## Text for analysis
I have a folder on my phone called ‘My D’. It’s full of notes about my moods and I’ve been filing things there since 2013. ‘My D’ is My Depression. When I first started the folder, I couldn’t even write the word. Re-reading my own notes now is a painful, embarrassing and sometimes very funny experience. I laugh about some of the worst times – the wretched state of sitting around in the same disgusting t-shirt for a week watching 60 episodes of Nashville – while still flinching for Anna, aged 36, gnawed and nagged at by the fear that this was her life now.

I still struggle to articulate what it is I have had, or still have. I am always clumsy in conversation about it. I am a depressive? I am prone to depression? I was depressed? I live with depression? I manage depression? None of them feels right. Even though it’s more acceptable to talk about, the word itself is so clinical. And if I am not in a depressive state, am I still depressed? 

I’ve had several bouts of the kind of depression that leaves you drained of energy and robbed of joy. The kind that starts with irritation and envy and transitions into self-loathing and a dangerous deficit of confidence. The kind that begins by pushing friends away and ends with days of praying to feel anything but hopeless; silent, unstoppable tears streaming down the side of your face as you lie in bed, paralysed by fear and exhaustion.  

My first was in my early twenties. I spent six months failing law school, eating mallowpuffs and smoking in bed. I barely left the house, only doing so to buy supplies and save face when I thought people might find out what a failure I’d become. I didn’t know it was depression at the time. Nor did anyone else around me. My saving grace in these times has always been my pride. When that goes, I know I am in trouble. My pride has also been my downfall. My unwillingness to surrender control or admit defeat keeps my depression hidden. Even now, as the stigma falls away and we all openly talk about it like it’s the same as having asthma, I have still skated a bit close to black holes before admitting to anyone that I was not okay.

It is far easier to describe the sensation of waking up devoid of energy and joy as feeling like you’ve done a full lap of the earth before you’ve even opened your eyes, than it is to say “I want to claw out my insides in a bid to manifest the pain I feel as real”.

## Information shown
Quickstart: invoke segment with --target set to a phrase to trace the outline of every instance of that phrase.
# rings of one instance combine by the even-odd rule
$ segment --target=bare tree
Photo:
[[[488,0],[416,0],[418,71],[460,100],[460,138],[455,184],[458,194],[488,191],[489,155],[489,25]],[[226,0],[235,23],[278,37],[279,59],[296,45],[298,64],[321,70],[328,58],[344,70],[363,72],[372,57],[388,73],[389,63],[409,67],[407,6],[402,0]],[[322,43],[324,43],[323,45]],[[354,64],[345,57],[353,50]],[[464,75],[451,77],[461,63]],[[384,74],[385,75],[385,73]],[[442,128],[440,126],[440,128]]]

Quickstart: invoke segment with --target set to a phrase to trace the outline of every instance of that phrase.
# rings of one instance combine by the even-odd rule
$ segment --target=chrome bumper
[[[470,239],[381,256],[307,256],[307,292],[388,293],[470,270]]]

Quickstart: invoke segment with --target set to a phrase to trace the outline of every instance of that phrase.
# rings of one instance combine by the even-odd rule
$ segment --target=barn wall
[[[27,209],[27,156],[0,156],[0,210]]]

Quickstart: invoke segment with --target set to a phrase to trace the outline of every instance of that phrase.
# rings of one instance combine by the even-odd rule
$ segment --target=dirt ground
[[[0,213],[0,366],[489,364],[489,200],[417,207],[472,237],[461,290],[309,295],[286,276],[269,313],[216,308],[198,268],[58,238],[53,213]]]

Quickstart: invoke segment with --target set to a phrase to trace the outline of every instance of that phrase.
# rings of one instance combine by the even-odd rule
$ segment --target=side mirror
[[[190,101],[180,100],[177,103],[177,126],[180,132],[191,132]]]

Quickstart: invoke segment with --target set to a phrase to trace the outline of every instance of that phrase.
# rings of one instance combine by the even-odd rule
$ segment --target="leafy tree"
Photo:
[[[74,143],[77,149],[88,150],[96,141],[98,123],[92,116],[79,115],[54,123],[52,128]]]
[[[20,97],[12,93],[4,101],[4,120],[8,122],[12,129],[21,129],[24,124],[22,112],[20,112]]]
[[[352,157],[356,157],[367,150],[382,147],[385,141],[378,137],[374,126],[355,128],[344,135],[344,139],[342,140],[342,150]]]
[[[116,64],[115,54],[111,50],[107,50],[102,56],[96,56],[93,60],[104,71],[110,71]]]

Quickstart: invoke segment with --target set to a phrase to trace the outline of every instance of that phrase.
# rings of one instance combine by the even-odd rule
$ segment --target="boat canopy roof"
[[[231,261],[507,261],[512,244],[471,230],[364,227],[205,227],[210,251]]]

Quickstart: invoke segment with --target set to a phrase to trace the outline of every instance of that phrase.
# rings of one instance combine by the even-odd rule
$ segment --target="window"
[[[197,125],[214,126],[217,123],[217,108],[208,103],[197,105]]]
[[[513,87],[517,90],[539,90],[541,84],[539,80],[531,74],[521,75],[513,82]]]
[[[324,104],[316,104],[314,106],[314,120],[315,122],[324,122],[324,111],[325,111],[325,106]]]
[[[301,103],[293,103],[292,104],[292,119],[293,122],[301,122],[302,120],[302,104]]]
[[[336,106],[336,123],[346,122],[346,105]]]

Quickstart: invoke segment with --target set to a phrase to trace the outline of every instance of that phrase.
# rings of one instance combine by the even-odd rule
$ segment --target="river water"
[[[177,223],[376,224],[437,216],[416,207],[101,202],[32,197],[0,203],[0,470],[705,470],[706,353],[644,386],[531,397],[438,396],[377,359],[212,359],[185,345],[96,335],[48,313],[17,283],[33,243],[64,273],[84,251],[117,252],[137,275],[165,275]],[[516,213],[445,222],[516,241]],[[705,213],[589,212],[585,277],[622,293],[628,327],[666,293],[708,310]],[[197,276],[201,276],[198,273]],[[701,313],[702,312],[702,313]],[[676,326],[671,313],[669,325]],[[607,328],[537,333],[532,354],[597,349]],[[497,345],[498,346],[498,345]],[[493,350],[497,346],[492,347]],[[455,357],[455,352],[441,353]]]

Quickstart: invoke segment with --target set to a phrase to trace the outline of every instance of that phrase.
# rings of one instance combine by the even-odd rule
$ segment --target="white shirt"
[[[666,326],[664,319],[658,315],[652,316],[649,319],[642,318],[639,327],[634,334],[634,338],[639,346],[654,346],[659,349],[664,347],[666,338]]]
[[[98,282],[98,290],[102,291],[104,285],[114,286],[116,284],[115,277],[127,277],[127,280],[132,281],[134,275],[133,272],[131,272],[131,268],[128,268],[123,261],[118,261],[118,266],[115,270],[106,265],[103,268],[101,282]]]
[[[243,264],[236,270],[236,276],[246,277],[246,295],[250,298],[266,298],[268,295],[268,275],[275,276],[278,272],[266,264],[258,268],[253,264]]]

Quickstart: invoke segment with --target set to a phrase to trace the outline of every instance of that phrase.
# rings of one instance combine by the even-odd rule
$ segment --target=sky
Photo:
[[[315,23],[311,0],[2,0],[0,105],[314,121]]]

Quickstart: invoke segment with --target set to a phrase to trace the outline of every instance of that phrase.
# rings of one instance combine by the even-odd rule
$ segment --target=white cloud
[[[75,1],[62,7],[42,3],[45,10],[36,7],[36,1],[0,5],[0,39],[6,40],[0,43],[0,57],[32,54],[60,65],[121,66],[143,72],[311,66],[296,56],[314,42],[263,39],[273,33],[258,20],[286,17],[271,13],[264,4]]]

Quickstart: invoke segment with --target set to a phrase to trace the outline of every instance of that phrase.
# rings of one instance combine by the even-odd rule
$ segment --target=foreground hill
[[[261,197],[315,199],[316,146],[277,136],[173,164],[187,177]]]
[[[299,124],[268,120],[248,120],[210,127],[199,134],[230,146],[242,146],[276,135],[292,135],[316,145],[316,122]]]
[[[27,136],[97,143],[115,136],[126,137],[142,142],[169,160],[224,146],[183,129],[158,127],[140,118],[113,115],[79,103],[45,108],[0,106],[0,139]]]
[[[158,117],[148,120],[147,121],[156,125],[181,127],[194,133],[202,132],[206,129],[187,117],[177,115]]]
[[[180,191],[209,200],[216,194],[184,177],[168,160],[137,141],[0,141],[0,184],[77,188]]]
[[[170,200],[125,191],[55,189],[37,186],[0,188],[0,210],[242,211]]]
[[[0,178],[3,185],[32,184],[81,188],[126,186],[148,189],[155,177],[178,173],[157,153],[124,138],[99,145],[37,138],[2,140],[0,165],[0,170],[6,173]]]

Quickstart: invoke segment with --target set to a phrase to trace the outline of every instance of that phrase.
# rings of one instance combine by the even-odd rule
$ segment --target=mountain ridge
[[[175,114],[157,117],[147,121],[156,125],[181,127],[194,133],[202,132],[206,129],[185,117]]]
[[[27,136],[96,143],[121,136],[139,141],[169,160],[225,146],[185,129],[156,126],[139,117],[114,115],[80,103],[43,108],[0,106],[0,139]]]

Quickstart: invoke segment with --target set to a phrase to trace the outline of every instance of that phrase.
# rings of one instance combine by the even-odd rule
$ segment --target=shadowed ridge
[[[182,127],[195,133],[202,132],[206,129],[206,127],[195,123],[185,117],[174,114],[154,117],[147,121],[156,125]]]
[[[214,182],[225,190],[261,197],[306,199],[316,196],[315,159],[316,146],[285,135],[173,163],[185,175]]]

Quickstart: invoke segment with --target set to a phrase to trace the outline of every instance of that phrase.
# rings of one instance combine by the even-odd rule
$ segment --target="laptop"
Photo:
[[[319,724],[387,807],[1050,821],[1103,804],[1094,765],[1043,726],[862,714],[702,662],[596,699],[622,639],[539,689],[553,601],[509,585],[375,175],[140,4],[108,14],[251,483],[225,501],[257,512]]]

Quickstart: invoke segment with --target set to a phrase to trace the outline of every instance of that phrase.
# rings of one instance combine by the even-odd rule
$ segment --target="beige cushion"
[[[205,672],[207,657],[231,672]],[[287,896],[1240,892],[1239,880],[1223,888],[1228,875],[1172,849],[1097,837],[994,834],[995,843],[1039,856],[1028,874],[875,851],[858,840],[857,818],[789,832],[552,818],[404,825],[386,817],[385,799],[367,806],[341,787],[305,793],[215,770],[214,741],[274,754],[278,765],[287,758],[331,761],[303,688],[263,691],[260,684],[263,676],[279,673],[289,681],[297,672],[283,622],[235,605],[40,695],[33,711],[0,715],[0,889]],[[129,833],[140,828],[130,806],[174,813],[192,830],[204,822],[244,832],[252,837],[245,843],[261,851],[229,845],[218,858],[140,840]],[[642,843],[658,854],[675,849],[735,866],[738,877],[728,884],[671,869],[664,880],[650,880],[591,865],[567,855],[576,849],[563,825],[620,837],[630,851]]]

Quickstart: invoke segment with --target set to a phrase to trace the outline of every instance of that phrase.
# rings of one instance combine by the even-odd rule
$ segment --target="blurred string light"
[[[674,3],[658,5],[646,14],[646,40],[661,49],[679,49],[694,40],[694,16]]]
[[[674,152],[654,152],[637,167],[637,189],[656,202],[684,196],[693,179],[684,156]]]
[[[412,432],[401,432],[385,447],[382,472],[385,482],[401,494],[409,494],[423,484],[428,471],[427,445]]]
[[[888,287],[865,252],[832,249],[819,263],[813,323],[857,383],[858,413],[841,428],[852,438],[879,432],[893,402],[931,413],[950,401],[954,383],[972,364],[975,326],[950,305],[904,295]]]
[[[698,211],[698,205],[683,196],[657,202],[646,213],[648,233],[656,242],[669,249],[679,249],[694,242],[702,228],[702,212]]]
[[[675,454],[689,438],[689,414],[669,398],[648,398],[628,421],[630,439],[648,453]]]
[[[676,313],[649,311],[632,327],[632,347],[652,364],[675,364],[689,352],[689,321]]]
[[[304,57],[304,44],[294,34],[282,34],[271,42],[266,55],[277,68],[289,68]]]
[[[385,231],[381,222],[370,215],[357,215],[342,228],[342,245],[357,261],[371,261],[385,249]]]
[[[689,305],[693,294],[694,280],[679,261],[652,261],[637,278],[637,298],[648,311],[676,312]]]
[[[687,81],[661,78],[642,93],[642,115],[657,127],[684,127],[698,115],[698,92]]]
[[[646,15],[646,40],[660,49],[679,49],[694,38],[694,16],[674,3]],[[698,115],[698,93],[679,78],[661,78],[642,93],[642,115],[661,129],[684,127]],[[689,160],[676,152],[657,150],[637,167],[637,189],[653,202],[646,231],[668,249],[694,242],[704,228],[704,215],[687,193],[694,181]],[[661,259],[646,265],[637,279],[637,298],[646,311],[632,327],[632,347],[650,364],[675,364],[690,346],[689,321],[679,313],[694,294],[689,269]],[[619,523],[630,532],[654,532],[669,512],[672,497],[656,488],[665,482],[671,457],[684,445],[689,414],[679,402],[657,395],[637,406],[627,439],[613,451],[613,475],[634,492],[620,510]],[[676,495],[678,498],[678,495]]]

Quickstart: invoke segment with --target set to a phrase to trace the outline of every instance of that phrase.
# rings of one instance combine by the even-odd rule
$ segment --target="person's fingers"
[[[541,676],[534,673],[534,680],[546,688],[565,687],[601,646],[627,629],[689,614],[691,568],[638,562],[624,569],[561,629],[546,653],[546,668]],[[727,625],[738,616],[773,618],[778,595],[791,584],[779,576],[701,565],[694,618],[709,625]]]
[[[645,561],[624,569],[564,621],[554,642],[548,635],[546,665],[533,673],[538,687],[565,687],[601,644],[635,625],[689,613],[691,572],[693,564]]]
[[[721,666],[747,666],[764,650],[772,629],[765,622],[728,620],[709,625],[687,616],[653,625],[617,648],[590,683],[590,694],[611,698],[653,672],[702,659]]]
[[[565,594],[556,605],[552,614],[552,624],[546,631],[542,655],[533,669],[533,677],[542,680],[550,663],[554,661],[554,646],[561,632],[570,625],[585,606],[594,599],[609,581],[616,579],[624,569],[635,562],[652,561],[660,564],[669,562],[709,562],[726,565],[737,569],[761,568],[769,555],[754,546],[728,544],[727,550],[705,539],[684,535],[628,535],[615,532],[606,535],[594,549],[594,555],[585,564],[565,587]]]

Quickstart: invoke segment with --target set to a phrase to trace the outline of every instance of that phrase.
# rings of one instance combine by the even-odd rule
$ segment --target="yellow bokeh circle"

## Exercise details
Answer these questions about the text on depression:
1. Since what year have notes been filed in the phone folder "My D"?
2. What did the writer spend six months failing in their early twenties?
3. What does the writer call their saving grace in these times?
The lines have nothing to do with the text about depression.

## Solution
1. 2013
2. Law school
3. Pride